» **Text extract**:
Clio has taught education courses at the college level and has a Ph.D. in curriculum and instruction.

As a preschool teacher, you know that having strong interactions with your young students is a major aspect of your job. This lesson gives you some ideas about how to make each interaction meaningful and effective.

Teacher-Student Interactions

At Sunnytown Preschool, parents know that their young children are in good hands. The director, Lindsay, tells each family with certainty that their children will be known, heard, and respected at her school. Children at Sunnytown learn at their own pace, make strong and lasting relationships with peers, and trust their teachers implicitly, even during hard times.

What is it that makes education at Sunnytown so meaningful? Lindsay believes that the key is for teachers to know how to interact, or mutually relate, with preschool-aged students. When teachers know how to interact effectively with the children in their care, children can relax, learn, be themselves, and form strong connections. Lindsay knows that there are some key features of effective student-teacher interactions in the preschool environment.

Individualizing Interactions

First of all, Lindsay helps Sunnytown teachers remember that preschool students really benefit most from individualized, or one-on-one, interactions. Many young children are overwhelmed by interactions that happen in a large group, and it matters to them tremendously that their teachers and caregivers take the time to know and be with them as individuals. Individualizing interactions means:

  • Spending solid amounts of one-on-one time talking to, listening to, and playing with each child in the preschool classroom
  • Planning activities specifically designed to meet individual students' needs
  • Working slowly and gradually to help students know and respect one another and make friends with each other as individuals
  • Showing each child that they are known by their teachers and that their presence in the classroom truly matters

Interacting Through Play

Play is one of the most important components of the daily Sunnytown schedule, and Lindsay knows that the amount of time they devote to free and semi-structured play helps make for more effective interactions. After all, young children learn through play, and they often communicate their needs and interests through play as well.

When Sunnytown children are playing, teachers are deeply involved. They listen, watch, document, and sometimes participate in children's play. By following children's lead as they play and facilitating strong environments for play, Sunnytown teachers get to know the students better and can interact with them in ways they can really understand and relate to.

Body Level, Language Level

Sometimes, interactions in the preschool environment get challenging, such as when a child is struggling with separation, when a child is behaving badly, or when children get into intense conflicts with one another. Lindsay reminds her teachers regularly that these challenges are developmentally appropriate; in other words, there is nothing surprising or concerning about these encounters.

» **Records**:
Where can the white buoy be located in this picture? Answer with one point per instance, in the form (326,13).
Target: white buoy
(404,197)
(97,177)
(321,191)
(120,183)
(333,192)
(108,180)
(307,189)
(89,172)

» **Your goal**:
Render this sentence from the preschool lesson into Spanish: "After all, young children learn through play, and they often communicate their needs and interests through play as well."

» **The output**:
Después de todo, los niños pequeños aprenden a través del juego, y a menudo también comunican sus necesidades e intereses a través del juego.